╭─ Supplied material
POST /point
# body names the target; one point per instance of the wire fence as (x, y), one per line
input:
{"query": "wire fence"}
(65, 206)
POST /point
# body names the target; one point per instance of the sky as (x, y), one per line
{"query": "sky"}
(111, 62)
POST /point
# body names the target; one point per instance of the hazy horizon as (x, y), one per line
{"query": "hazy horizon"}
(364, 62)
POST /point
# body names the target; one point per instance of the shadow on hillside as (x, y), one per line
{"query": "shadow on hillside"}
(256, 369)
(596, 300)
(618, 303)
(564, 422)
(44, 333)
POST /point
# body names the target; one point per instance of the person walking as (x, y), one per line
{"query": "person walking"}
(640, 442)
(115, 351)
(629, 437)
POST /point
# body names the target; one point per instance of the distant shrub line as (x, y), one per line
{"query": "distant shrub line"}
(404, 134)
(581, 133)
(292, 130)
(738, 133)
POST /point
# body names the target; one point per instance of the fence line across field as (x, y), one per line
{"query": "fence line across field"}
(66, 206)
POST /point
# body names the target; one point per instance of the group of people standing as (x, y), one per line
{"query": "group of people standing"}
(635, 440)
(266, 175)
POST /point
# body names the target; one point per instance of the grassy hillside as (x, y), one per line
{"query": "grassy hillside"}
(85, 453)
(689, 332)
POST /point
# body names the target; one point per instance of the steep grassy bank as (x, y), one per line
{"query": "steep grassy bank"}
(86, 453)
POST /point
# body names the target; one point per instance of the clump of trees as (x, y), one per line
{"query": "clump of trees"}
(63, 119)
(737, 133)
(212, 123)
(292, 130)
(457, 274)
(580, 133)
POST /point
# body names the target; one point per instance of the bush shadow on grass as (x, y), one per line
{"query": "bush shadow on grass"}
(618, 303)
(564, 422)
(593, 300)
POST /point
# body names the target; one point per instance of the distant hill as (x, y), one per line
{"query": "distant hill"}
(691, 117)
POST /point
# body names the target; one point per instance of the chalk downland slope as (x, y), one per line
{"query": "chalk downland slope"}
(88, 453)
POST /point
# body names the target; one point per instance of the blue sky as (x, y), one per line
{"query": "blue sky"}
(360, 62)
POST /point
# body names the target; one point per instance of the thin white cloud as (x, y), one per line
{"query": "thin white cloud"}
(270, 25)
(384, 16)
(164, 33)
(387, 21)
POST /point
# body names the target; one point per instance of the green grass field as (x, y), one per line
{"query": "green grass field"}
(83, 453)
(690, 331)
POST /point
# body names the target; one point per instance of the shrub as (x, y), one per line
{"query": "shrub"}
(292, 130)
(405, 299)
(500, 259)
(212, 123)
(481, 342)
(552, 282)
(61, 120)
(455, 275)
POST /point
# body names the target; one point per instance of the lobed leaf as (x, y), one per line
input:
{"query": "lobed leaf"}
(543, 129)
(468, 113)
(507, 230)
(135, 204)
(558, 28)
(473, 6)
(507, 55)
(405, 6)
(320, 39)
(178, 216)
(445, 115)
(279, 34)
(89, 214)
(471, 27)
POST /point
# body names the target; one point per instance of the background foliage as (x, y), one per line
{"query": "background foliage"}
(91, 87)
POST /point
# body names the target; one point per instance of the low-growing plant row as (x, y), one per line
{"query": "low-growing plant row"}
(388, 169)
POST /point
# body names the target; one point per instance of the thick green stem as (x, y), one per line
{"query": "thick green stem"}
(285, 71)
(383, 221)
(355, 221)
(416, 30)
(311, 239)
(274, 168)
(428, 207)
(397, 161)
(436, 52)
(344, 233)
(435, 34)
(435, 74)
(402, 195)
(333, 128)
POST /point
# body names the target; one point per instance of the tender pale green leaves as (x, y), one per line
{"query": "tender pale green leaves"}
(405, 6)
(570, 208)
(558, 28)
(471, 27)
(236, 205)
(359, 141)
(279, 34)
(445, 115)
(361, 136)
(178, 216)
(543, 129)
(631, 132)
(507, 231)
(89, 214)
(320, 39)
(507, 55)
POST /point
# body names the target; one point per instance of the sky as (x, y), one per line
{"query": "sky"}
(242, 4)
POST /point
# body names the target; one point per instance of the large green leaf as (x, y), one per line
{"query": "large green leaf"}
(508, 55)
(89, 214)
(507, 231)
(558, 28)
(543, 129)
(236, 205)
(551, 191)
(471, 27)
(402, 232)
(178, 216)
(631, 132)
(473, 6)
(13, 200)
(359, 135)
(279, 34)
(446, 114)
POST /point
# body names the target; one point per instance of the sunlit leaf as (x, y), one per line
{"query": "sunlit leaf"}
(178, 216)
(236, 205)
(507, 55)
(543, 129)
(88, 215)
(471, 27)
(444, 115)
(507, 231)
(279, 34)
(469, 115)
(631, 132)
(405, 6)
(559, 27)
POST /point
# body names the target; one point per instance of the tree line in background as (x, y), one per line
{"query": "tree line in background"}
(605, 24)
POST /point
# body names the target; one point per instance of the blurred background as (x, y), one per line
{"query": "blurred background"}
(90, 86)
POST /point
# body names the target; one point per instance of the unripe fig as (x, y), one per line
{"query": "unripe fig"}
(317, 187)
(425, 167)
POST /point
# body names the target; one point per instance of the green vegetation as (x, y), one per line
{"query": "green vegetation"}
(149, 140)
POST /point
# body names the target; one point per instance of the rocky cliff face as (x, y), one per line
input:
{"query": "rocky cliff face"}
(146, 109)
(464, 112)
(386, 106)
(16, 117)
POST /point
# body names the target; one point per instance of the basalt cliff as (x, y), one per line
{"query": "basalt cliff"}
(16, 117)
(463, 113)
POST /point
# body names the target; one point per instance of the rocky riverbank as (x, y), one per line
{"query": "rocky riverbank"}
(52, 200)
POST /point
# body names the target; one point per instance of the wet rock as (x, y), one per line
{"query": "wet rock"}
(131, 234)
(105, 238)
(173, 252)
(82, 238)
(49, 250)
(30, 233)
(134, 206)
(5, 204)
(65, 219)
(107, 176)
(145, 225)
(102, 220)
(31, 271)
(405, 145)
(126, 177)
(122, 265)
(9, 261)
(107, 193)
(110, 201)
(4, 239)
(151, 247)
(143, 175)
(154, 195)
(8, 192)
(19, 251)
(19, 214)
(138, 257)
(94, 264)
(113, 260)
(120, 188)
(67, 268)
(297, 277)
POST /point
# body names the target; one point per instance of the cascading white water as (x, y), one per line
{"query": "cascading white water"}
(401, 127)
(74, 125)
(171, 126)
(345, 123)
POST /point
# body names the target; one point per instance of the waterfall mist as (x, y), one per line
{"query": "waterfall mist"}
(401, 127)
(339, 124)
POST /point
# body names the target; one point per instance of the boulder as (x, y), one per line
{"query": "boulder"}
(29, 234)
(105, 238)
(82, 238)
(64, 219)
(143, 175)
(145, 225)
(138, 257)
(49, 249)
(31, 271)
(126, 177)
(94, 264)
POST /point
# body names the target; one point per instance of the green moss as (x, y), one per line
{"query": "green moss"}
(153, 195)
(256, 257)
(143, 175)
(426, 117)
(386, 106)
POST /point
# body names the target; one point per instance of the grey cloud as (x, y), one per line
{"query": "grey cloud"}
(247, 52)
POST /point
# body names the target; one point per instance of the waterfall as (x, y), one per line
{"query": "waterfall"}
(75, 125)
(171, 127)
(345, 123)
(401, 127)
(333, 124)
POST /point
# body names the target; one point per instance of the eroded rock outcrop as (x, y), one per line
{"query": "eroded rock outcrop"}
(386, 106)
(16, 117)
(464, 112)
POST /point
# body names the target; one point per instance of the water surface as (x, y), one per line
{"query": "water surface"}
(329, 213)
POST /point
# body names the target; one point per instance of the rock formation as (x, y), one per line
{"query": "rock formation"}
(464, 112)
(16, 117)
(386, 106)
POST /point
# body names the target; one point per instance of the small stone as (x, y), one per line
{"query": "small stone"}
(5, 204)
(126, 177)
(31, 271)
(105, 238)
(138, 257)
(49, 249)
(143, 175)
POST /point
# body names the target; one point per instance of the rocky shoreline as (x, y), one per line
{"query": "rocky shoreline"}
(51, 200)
╰─
» Task directions
Please report every line of the entries above that contains the string "cascading", matching case exactly.

» In response
# body names the target; one point per instance of the cascading white water as (x, y), one per line
{"query": "cascading white water"}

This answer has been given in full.